● What you need to do: Transcribe the listing verbatim, please, with images dropped.

● Information supplied:
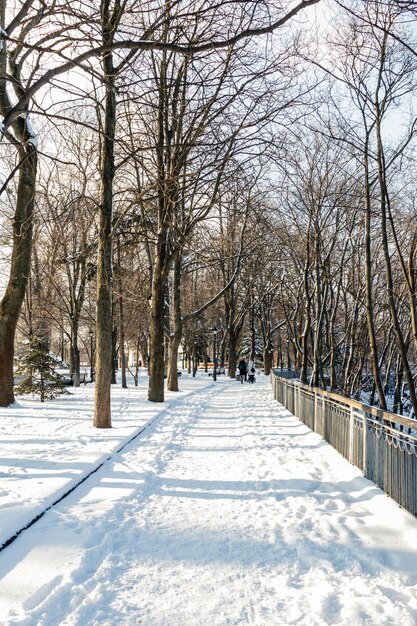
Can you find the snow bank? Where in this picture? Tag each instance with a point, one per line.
(226, 511)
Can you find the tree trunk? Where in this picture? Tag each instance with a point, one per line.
(12, 301)
(176, 333)
(156, 340)
(104, 344)
(121, 320)
(368, 281)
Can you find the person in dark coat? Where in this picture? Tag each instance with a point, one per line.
(242, 370)
(251, 371)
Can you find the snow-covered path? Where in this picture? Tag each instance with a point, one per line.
(227, 510)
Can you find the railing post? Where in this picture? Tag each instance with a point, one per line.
(351, 434)
(364, 443)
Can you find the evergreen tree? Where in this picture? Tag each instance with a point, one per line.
(37, 367)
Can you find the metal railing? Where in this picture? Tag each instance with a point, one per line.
(382, 444)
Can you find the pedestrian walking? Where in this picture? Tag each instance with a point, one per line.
(251, 372)
(242, 370)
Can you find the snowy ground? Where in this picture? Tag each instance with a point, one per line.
(225, 510)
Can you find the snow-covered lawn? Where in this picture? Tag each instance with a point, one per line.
(225, 510)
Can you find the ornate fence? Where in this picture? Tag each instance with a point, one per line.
(382, 444)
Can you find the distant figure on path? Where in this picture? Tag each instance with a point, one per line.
(251, 372)
(242, 370)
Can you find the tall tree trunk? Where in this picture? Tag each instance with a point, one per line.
(156, 340)
(14, 295)
(368, 283)
(176, 331)
(104, 346)
(121, 320)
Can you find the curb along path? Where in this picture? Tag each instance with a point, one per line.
(227, 510)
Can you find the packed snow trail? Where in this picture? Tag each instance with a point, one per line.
(226, 511)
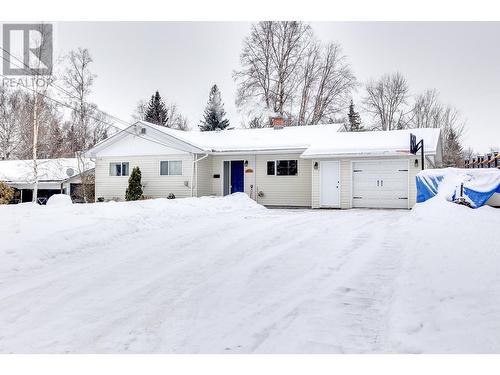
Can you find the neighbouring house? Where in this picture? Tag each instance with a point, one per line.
(55, 176)
(302, 166)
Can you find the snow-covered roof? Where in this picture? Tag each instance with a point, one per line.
(394, 142)
(21, 171)
(265, 139)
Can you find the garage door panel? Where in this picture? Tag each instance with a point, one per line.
(380, 184)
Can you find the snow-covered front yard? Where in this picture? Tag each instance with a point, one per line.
(225, 275)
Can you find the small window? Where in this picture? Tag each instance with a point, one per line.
(118, 169)
(171, 168)
(271, 168)
(286, 167)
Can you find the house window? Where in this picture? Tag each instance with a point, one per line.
(271, 168)
(282, 168)
(119, 168)
(171, 168)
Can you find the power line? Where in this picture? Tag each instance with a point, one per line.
(90, 116)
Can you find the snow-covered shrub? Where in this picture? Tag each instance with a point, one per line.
(6, 193)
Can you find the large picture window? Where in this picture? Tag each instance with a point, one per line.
(282, 168)
(119, 168)
(171, 168)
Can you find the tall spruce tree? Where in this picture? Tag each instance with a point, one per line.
(156, 112)
(134, 190)
(354, 120)
(213, 119)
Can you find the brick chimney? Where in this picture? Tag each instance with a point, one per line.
(277, 122)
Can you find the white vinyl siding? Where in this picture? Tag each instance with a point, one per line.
(155, 185)
(380, 183)
(346, 180)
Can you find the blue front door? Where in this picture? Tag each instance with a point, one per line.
(237, 176)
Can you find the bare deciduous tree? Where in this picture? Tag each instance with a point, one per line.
(386, 100)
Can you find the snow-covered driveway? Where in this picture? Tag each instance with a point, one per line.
(224, 275)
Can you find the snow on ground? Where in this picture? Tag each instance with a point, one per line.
(225, 275)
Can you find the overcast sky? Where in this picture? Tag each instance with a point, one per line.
(183, 59)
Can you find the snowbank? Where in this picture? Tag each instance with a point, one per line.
(59, 200)
(479, 185)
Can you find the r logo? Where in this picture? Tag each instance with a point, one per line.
(27, 49)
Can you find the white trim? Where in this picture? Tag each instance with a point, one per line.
(408, 200)
(276, 168)
(222, 175)
(168, 168)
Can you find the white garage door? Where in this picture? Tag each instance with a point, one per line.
(380, 183)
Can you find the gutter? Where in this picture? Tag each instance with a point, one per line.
(192, 173)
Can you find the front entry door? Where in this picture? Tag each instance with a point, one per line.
(329, 183)
(237, 176)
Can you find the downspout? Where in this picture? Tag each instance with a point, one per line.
(194, 166)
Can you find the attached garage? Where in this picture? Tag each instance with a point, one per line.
(380, 183)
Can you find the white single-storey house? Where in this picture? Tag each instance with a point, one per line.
(55, 176)
(303, 166)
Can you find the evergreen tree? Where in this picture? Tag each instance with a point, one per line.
(134, 190)
(354, 120)
(452, 150)
(213, 118)
(156, 112)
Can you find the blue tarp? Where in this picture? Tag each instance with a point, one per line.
(428, 185)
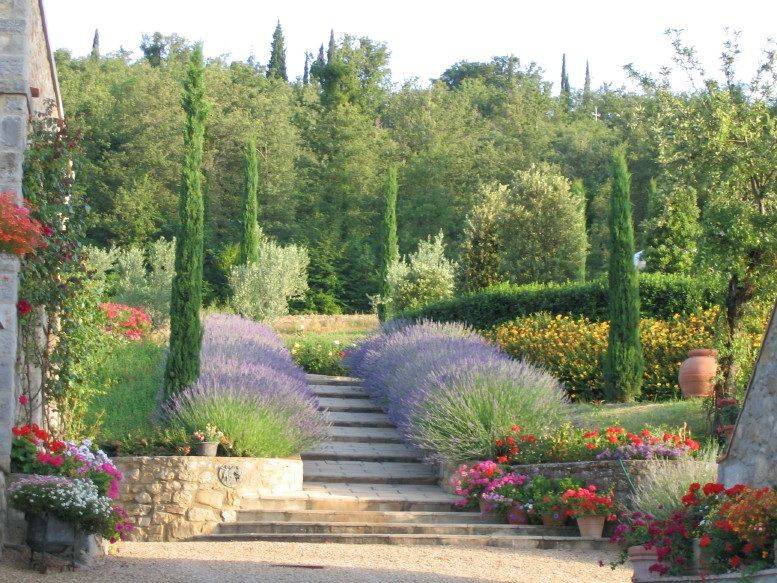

● Answer for the task:
Can you find the snow bank? Where in this picture? Tag each instance with a point, one per line.
(226, 511)
Can you find the tree trunk? Where in this picture? Tag each instance with a point, one per line.
(12, 301)
(176, 333)
(156, 340)
(104, 344)
(121, 320)
(368, 281)
Can you find the person in dark coat? Where in this picture? Tag each instance with a point, one per line.
(242, 370)
(251, 371)
Can you find the snow-covered path? Where in this picture? Tag each instance with a point, one per line.
(227, 510)
Can you find the railing post? Where in this picture? Tag each instance with a point, one per line.
(351, 434)
(364, 443)
Can you find the evergreen tree? Where in this picture? Tag each instance with a point, one per line.
(37, 367)
Can you find the metal railing? Where in this picture? Tag each instance with a point, one per line.
(382, 444)
Can you find the pedestrian walking? Where in this picture? Tag each instance with a point, one per line.
(251, 372)
(242, 370)
Can you find the snowy ground? Where in this picture? Tag each instance with a point, one per line.
(225, 510)
Can you find the snow-covered lawn? Where in this picture? Tag each instance with a point, one per line.
(225, 510)
Can you find the ornate fence? Where in this picture? Tag each instance with a point, one per line.
(382, 444)
Can you find the distant figure on path? Where in this picture? Tag each instance with a point, one per line.
(251, 372)
(242, 370)
Can you find the tall tree trunk? Where in this picture? Tag each instance with a point, one per line.
(156, 340)
(14, 295)
(368, 283)
(176, 331)
(104, 346)
(121, 320)
Can you find the curb along path? Where in this picture? Tag each instance with a point, one per line.
(227, 510)
Can you find the packed snow trail? Where in this picture? Tag each instance with a point, one per line.
(226, 511)
Can you find the neighbouring house? Where in this picture? Tag each instance with a point, one per line.
(55, 176)
(302, 166)
Can you find the snow-covered roof? Where in this picture? Tag each instance with a point, one per line.
(394, 142)
(21, 171)
(265, 139)
Can you find the garage door panel? Where in this picture? Tag each instance with a point, one per line.
(380, 184)
Can you find the snow-covered front yard? Where in this picture? Tag each instance with a point, one per line.
(225, 275)
Can you find the small window? Where in this picture? Tag each instance with a point, one per line.
(118, 169)
(171, 168)
(271, 168)
(286, 167)
Can you find the house window? Where in this picture? Tag each instance with a point, one per line.
(271, 168)
(282, 168)
(119, 168)
(171, 168)
Can you find the power line? Where in this picture? Tag each instance with a point, one per line.
(90, 116)
Can you find the snow-covered shrub? Where in this picture? Tag each instance with a point, one per line.
(6, 193)
Can you find the large picture window? Where in this picture? Tag each instance with a point, one per line.
(282, 168)
(119, 168)
(171, 168)
Can you find the tall spruce tree? Where in this picture? Tag each instance with a point, one per line.
(156, 112)
(134, 190)
(354, 120)
(213, 119)
Can you find the brick chimney? Where in this picture? Tag each instance with a point, one per line.
(277, 122)
Can you find the white vinyl siding? Where in this picture? Tag each instance with a point, one per line.
(155, 185)
(380, 183)
(346, 180)
Can you find the blue front door? Where in this picture? Tag each instance with a point, one per line.
(237, 176)
Can you find the bare deciduous tree? Where in this picture? Tag each instance with a point, one per line.
(386, 100)
Can you find the snow-covered driveway? Where in this picture? Tag each instance with a point, one per line.
(224, 275)
Can you find the snow on ground? Where in this picture? Tag each instance with a point, one per line.
(225, 275)
Can you find the overcast sky? Where in this picture? Tag each instance with a point, one per line.
(183, 59)
Can you find the snowbank? Where in this picture? Tag each instance with a point, one per line.
(59, 200)
(479, 185)
Can you find the r logo? Where in this picture? Tag each instance with a point, one per line.
(27, 49)
Can you find the white trim? Where in this picture? Tag each instance with a point, one per line.
(408, 200)
(276, 168)
(222, 175)
(168, 168)
Can you find the white garage door? Where in this picture? Tag each instance with a point, one per line.
(380, 183)
Can you find the gutter? Where in this picture? Tag each instance with a point, one per line.
(192, 173)
Can you find the front entry door? Where in this picture? Tag each instance with a point, one per line.
(329, 183)
(237, 176)
Can you find the downspout? Where in this picture? Tag each instance with a point, one per line.
(194, 166)
Can you find the attached garage? Where in this picture? Tag each instance with a point, one per line.
(380, 183)
Can you find the white single-storey house? Where in this picture? Tag each instance with a point, one per line.
(55, 176)
(303, 166)
Can you find the evergreen tree? Where in this picture? Tag each instance with a point, one per line.
(134, 190)
(354, 120)
(452, 150)
(213, 118)
(156, 112)
Can you find the blue tarp? Where in this picture? Tag each instance with a point, one per line.
(428, 185)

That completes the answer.